= Commonwealth Party (New South Wales) =

Former political party in Australia

The Commonwealth Party was a short-lived, urban, conservative political party in New South Wales between May 1943 and January 1944.

The United Australia Party, in coalition with the Country Party was in power federally and in New South Wales throughout much of the 1930s. However, ideological and leadership issues resulted in severe fissures occurring in conservative political forces towards the end of the decade. This was seen most markedly in the deposing of the Prime Minister Robert Menzies federally in 1941 and the NSW Premier Bertram Stevens in 1939. Menzies was succeeded as leader of the UAP by Billy Hughes in 1943.

The Commonwealth Party was launched on 27 May 1943, sponsored by the Fighting Forces and Civilians' Organisation. Hughes referred to such formation of parties as "mushroom growths". Another party, the Liberal Democratic Party split from the NSW division of the UAP prior to the 1943 federal election in August. Hughes led the party to a disastrous defeat at the 1943 election. The party's national primary vote was reduced by 8% and it lost 9 of its 23 seats since the 1940 election. It is unknown if Commonwealth Party contested any seats.

*STORED DATA*

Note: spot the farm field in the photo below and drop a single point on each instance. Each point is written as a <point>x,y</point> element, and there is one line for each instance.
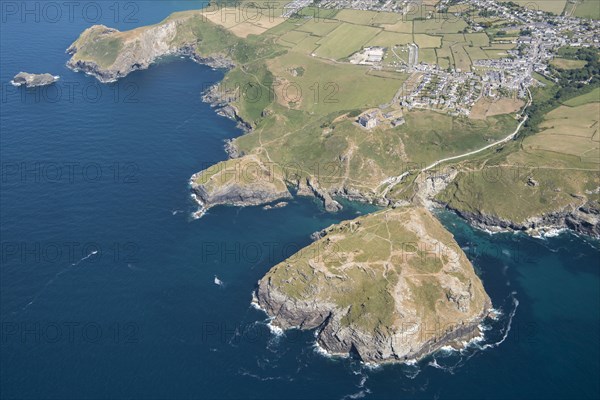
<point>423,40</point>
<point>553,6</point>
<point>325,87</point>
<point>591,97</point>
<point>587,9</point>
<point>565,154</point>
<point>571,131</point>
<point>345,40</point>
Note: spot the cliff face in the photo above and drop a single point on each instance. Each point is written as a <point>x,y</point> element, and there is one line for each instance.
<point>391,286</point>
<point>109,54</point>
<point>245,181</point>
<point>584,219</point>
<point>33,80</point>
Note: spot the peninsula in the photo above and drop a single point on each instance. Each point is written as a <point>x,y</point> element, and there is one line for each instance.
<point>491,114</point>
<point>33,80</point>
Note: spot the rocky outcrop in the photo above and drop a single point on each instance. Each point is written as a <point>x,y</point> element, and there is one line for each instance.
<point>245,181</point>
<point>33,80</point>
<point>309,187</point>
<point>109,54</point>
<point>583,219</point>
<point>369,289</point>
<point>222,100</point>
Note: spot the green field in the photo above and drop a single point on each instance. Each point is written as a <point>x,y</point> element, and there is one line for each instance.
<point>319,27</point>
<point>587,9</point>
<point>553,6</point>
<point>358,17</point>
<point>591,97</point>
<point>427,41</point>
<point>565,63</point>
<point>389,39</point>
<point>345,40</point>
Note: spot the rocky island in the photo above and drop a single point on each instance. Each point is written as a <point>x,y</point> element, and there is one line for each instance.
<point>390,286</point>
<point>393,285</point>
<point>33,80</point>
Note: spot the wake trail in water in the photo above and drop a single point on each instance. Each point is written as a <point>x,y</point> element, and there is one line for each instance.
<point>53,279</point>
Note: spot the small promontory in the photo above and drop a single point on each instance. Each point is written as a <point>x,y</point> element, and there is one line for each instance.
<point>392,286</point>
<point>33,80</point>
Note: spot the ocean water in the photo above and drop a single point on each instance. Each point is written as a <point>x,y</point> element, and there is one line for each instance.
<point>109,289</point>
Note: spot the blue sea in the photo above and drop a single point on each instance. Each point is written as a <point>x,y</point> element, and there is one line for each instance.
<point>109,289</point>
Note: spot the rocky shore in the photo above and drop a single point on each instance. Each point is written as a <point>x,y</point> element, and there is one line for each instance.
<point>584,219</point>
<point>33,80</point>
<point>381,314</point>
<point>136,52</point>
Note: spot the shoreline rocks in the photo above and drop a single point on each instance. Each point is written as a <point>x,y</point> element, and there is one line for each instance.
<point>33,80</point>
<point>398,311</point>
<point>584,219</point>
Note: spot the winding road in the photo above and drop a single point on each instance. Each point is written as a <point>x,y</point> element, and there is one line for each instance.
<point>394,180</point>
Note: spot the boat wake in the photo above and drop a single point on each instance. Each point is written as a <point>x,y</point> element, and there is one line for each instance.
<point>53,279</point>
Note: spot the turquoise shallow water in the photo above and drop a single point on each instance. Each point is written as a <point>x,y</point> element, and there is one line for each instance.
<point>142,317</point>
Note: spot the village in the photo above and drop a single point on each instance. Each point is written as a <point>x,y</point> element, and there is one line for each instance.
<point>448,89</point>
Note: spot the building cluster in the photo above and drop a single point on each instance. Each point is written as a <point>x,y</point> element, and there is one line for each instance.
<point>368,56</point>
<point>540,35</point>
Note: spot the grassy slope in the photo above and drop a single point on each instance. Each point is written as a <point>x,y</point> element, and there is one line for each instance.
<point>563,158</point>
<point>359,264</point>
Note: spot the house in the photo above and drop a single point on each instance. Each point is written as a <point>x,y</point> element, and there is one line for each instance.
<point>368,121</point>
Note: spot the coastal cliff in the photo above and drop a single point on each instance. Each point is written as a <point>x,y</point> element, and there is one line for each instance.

*TO DO*
A) According to the passage on the Commonwealth Party, on what date was the party launched?
B) Please continue the passage on the Commonwealth Party with a few more sentences.
The records were taken from a different source.

*RESPONSES BY TASK*
A) 27 May 1943.

B)
After the election, what remained of the UAP's NSW division began discussions with the Liberal Democratic Party and Commonwealth Party on a merger to form a new party, proposed to be also named Liberal Democratic Party. By November 1943, discussions were almost completed and unity was likely. The County Party refused to join in the merger but expressed they would co-operate with the new party. However, during the unity conference on 24 November 1943, the LDP walked out of the conference as they were not willing to support retaining the secretary of the UAP, H. W. Horsfield, as the secretary of the new party, as well as retaining members of his staff. Instead, during the same conference, the Commonwealth Party and the New South Wales UAP proceeded to merge without the LDP to form the Democratic Party. As such, LDP remained a separate party to the Democratic Party.

Between January and April 1945, the Democratic Party and Liberal Democratic Party joined the newly formed Liberal Party of Australia and merged into its New South Wales division.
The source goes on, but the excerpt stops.